Ze stonden vaker in hetzelfde stuk, maar speelden nooit zo direct met elkaar als in ‘Kale bomen ruisen niet’ van Magne van den Berg. José Kuijpers en Ria Marks, twee actrices met al bijna evenveel carrière voor zich als achter zich, behoren tot een bijzondere soort in het Nederlandse theater.
Het is misschien een ongeëmancipeerde vraag, maar hebben jullie er bezwaar tegen als ik in het artikel jullie leeftijden noem?
Ria Marks: ,,Voor Theatermaker vind ik het niet erg. Zolang het er maar niet expliciet over hoeft te gaan. Dan krijg je dat mensen gaan zeggen: o, ben je al 54 en kan je dan nog op je hoofd staan?”
José Kuijpers: ,,Enig, wat ben je lenig.”
Ria Marks: ,,Het hoeft er voor mij dus niet in. Je moet niet naar aanleiding van een leeftijd gaan kijken wat iemand nog wel of niet kan.”
Marks&Kuijpers schelen vier jaar en vallen helemaal in de doelgroep van ‘Een kwestie van lef’, Joyce Roodnats nieuwe ‘stijlgids voor vrouwen van tussen de 40+ en 60-‘: ze zien er goed uit, werken zich een slag in de rondte en zijn niet te beroerd voor een vrolijke flirt. Wanneer ze op het terras van het Amsterdamse restaurant Dauphine tv-personality Rob Kamphues aanzien voor de verslaggever heeft Marks zich al over diens tafeltje gevleid.
Voldoende lef voor een gulle lach hebben ze. Voldoende lef ook, om in het theaterduet ‘Kale bomen ruisen niet’ de hele tijd in eenvoudig ondergoed rond te lopen. ,,We hebben ook nog wel eens geprobeerd om het helemaal naakt te doen”, vertelt Ria Marks eenmaal binnen in het restaurant. ,,Maar dat werkte niet echt.” ,,We wilden alles uitproberen”, vult José Kuijpers aan. Marks: ,,We waren Jetse Batelaan, onze regisseur, zeer goed gezind.” En het voelt uiteindelijk geen moment gênant, vertelt José Kuijpers: ,,We gaan er toch vanuit dat de mensen in de zaal na een tijdje vergeten hoe we eruit zien, en zich uitsluitend nog met het gebeuren bezighouden.”

-*-

• **UIT TE VOEREN**:
(a) Leg in één tot drie zinnen uit waarom Ria Marks in het interview over ‘Kale bomen ruisen niet’ niet wil dat het expliciet over haar leeftijd gaat.
(b) Wie is volgens het interview de regisseur van ‘Kale bomen ruisen niet’?
De lijst hieronder komt uit een andere bron.

(Fragmenten uit aanwijsdataset)

-*-

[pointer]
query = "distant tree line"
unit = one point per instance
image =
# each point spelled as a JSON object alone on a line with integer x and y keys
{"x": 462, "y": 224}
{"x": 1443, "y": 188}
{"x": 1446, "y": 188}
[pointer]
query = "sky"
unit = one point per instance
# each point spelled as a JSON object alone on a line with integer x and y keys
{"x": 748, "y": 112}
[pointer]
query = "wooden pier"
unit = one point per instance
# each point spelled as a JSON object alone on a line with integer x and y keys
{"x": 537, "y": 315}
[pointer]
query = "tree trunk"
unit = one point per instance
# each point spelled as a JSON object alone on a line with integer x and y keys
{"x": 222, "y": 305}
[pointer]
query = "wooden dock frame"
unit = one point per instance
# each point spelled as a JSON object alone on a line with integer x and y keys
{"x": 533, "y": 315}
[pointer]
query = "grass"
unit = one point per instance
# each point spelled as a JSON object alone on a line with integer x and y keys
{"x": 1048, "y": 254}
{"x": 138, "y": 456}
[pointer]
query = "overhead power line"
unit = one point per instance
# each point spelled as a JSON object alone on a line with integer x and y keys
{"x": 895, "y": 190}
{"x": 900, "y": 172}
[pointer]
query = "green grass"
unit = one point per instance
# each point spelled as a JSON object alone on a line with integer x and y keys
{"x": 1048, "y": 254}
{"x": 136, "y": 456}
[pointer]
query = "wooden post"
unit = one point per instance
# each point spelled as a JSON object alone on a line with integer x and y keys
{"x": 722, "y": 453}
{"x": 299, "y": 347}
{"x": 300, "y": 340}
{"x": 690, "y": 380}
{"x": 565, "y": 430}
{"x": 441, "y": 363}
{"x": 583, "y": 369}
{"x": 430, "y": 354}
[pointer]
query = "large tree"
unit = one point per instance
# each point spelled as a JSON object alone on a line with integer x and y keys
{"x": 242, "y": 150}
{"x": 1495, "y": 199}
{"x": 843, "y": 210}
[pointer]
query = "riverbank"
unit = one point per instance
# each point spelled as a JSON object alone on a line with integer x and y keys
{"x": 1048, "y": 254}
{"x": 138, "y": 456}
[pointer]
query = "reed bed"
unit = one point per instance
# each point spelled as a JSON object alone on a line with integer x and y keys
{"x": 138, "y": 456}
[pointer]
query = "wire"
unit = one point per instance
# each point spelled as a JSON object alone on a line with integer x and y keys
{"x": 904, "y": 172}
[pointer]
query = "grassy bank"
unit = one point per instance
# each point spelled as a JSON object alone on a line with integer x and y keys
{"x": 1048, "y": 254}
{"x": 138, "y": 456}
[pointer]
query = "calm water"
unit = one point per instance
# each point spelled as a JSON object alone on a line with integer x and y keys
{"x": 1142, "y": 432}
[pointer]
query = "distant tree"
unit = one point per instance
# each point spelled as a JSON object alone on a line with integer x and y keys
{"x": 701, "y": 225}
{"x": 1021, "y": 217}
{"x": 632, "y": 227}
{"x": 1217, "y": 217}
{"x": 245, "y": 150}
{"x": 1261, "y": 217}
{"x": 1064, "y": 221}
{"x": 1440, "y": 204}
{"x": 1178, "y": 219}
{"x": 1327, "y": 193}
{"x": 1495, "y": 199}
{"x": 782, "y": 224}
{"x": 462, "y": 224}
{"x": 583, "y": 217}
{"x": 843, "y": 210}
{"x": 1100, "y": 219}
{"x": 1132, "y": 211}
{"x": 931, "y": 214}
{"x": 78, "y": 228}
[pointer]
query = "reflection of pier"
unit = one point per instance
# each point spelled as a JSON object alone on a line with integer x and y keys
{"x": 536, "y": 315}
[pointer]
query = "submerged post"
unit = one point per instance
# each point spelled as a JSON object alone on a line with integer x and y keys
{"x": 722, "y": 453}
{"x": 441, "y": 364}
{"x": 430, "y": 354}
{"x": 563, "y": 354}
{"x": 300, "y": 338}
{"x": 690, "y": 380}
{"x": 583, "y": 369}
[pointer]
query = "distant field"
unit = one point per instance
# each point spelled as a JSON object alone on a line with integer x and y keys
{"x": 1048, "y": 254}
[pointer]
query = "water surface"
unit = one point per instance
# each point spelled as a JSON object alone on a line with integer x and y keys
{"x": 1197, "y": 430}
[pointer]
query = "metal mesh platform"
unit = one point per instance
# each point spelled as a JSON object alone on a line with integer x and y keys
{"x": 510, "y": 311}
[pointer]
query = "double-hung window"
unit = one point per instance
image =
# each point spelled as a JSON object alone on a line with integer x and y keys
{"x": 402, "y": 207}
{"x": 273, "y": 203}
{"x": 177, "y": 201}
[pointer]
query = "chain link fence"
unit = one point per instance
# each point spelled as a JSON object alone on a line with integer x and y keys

-*-

• **ANTWOORDEN OPDRACHTEN**:
(a) Volgens haar moet je niet vanuit iemands leeftijd gaan bekijken wat die persoon nog wel of niet kan. Als leeftijd het onderwerp wordt, gaan mensen zeggen: o, ben je al 54 en kan je dan nog op je hoofd staan?

(b) Jetse Batelaan.